Write out every entry exactly as it appears, omitting the pictures.

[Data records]
-=-=-

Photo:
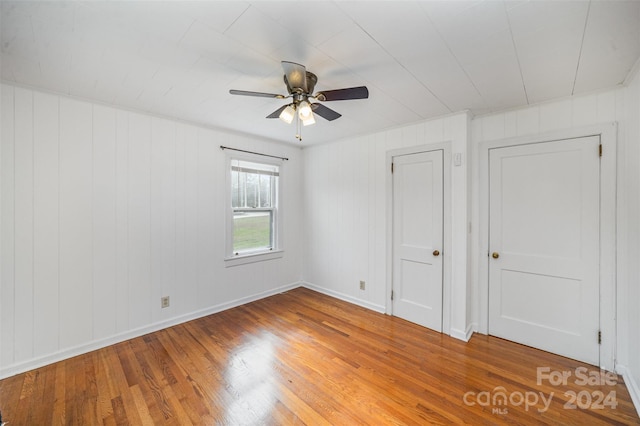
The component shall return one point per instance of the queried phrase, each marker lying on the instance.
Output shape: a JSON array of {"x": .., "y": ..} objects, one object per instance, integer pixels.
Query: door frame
[
  {"x": 445, "y": 147},
  {"x": 608, "y": 210}
]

-=-=-

■ **RESPONSE BELOW**:
Photo:
The component shall return one point per instance of the queried phrase, each marker lying on the instance.
Output shape: a JSON array of {"x": .., "y": ..} objects, one object per instance, integer pixels.
Query: door frame
[
  {"x": 445, "y": 147},
  {"x": 608, "y": 210}
]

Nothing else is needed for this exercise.